Stored data entries
____
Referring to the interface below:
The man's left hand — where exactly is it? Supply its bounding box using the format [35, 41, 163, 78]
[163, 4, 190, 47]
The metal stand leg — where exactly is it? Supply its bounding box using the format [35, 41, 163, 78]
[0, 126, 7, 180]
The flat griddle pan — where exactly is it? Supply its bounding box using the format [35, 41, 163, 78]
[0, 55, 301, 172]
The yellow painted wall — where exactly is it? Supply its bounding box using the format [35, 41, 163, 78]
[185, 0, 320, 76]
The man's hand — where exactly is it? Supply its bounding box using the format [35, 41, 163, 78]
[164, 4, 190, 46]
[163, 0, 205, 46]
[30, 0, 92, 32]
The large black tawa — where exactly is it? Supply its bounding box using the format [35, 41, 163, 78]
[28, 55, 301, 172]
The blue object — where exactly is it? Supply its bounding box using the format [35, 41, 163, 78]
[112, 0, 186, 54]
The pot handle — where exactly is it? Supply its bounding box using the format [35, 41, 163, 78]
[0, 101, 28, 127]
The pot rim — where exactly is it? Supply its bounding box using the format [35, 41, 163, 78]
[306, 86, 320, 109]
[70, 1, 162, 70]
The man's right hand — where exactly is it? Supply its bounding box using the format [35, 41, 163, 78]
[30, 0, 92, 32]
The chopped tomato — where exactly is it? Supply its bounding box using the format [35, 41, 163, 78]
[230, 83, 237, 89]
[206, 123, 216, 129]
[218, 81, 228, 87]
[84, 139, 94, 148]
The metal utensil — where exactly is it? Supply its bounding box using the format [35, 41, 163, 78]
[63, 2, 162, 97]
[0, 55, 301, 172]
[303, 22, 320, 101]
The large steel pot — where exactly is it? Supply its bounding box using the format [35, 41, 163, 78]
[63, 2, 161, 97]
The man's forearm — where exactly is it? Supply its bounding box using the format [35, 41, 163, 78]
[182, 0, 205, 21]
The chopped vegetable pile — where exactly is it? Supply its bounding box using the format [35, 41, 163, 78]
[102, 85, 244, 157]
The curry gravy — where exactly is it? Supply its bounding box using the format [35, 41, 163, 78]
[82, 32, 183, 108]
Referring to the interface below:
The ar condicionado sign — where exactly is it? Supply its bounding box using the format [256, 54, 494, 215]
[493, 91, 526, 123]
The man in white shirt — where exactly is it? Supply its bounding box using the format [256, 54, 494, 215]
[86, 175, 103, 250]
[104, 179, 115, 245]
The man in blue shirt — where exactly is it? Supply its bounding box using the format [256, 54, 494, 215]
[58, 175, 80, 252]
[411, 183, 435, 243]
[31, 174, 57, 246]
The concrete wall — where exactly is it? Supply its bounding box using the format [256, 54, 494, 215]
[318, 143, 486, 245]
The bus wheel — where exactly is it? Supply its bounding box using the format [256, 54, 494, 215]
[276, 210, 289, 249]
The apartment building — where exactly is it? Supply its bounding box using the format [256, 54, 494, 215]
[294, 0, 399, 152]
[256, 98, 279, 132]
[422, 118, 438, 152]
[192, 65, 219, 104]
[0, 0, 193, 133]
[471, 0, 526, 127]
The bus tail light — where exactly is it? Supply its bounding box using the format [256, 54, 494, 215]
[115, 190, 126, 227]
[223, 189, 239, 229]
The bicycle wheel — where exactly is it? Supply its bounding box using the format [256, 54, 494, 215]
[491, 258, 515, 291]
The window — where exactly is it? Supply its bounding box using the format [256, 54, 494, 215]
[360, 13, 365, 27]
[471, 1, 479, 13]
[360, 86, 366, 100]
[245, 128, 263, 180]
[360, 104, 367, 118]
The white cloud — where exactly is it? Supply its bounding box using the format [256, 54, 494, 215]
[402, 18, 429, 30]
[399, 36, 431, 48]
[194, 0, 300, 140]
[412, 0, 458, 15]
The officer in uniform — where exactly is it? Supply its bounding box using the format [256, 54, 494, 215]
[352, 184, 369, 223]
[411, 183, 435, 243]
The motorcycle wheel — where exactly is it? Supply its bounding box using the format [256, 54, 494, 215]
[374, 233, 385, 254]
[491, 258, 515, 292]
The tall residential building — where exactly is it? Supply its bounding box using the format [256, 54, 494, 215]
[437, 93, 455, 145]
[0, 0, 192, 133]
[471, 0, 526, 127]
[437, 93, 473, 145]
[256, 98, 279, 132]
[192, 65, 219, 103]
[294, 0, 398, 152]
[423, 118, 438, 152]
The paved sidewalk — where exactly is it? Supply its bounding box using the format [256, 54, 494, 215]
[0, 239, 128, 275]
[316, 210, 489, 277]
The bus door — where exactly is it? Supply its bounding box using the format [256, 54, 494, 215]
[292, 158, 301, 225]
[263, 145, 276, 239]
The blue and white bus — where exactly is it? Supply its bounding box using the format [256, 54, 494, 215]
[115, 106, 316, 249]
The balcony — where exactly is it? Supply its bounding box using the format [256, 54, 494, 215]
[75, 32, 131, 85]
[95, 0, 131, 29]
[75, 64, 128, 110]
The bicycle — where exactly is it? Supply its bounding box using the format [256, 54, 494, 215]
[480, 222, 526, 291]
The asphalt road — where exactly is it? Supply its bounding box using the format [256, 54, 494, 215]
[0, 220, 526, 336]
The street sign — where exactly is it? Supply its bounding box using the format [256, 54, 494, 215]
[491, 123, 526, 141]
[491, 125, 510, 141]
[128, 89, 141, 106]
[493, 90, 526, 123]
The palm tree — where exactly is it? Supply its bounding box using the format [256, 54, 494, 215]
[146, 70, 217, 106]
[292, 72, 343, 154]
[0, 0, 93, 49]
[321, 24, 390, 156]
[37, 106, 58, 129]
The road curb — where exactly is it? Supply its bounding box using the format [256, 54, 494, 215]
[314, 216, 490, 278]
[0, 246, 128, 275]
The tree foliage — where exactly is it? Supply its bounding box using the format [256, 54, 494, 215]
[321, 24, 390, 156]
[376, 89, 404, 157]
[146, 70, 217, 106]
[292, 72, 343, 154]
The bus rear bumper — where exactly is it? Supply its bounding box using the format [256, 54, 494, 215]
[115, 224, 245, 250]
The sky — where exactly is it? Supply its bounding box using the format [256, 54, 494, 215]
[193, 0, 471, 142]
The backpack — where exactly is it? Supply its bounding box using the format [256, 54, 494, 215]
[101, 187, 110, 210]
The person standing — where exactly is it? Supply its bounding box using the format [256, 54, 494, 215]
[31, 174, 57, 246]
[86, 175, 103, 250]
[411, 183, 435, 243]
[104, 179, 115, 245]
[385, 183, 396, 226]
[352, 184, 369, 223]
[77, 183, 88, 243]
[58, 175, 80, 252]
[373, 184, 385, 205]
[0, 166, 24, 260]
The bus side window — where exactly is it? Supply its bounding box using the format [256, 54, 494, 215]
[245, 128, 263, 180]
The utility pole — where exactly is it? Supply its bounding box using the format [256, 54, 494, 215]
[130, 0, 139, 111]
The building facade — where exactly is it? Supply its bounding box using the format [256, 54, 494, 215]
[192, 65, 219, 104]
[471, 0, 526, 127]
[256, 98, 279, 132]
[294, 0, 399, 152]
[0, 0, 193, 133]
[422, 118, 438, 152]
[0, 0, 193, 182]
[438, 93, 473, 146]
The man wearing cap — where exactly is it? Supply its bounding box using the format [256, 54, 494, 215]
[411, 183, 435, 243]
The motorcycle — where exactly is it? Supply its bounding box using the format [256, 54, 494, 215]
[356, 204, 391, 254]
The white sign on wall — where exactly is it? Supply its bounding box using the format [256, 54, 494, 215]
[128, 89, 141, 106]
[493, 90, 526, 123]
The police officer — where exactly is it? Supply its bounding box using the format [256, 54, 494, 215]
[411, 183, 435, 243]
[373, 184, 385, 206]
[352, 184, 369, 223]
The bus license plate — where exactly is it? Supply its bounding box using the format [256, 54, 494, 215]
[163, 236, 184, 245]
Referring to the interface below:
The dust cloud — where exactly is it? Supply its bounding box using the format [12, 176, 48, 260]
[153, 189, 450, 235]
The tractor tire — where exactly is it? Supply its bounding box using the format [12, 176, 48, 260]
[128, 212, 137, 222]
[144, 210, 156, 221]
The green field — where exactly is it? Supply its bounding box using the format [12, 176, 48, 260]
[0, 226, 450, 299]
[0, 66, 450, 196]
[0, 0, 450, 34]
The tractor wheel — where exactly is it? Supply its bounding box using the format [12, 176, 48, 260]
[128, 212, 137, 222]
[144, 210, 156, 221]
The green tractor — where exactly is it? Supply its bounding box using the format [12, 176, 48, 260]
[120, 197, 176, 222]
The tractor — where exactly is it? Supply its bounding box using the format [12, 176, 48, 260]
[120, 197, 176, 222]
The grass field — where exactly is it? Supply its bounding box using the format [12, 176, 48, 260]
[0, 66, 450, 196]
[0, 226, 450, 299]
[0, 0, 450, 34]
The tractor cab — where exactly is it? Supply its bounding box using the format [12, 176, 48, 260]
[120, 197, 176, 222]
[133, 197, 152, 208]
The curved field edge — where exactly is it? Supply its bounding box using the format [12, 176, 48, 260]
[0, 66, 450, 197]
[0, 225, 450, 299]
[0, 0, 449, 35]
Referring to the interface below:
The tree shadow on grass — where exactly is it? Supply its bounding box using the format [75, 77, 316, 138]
____
Direction
Copy out the lines from the one containing "The man in white" through the one containing "[318, 143, 486, 245]", both ends included, without changing anything.

Response to this task
The man in white shirt — where exactly is it? Supply its bounding box using the format [256, 54, 494, 215]
[86, 175, 103, 250]
[104, 179, 115, 245]
The man in blue shirt — where exactly is it? Supply its bounding box using the format [256, 54, 494, 215]
[58, 175, 80, 252]
[411, 183, 435, 243]
[31, 174, 57, 246]
The concrete wall — where exactly is it? Supply its bounding box using the format [256, 54, 494, 215]
[318, 143, 486, 245]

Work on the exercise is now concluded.